YOUR GOAL: In the listing below, find the line containing "negative clicks: (697, 715)" and the line containing "743L732 747V759L719 755ZM744". Repeat exactly those two lines and every line between them.

SUPPLIED MATERIAL: Begin

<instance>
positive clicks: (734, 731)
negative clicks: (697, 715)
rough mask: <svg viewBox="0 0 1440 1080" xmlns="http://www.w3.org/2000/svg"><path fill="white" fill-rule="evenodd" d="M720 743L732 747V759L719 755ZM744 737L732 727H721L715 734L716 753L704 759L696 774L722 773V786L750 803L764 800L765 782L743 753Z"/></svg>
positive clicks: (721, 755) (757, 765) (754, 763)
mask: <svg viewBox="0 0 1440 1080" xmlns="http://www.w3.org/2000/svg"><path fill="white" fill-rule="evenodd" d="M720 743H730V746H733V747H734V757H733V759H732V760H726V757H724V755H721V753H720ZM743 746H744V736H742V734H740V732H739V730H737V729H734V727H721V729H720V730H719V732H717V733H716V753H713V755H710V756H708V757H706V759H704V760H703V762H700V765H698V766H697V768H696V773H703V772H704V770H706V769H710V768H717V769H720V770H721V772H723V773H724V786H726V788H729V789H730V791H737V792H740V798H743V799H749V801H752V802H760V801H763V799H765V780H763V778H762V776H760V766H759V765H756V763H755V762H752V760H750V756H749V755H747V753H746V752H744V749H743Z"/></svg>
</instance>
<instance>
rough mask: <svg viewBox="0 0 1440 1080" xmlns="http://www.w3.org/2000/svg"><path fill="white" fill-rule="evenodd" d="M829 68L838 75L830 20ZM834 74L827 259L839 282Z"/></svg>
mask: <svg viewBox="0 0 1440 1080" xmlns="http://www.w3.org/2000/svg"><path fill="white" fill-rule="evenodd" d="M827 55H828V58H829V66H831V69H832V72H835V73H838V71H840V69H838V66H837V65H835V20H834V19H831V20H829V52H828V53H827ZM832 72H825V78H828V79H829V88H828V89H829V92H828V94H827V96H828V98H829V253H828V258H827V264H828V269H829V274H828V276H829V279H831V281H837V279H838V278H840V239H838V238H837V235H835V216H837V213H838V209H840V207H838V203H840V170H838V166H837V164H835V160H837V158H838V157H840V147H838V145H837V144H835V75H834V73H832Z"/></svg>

SUPPLIED MATERIAL: End

SOLUTION TO THE EXERCISE:
negative clicks: (697, 715)
rough mask: <svg viewBox="0 0 1440 1080" xmlns="http://www.w3.org/2000/svg"><path fill="white" fill-rule="evenodd" d="M720 743L732 747V759L719 755ZM744 737L732 727H721L715 734L716 753L704 759L696 774L722 773V786L750 803L764 800L765 782L743 753Z"/></svg>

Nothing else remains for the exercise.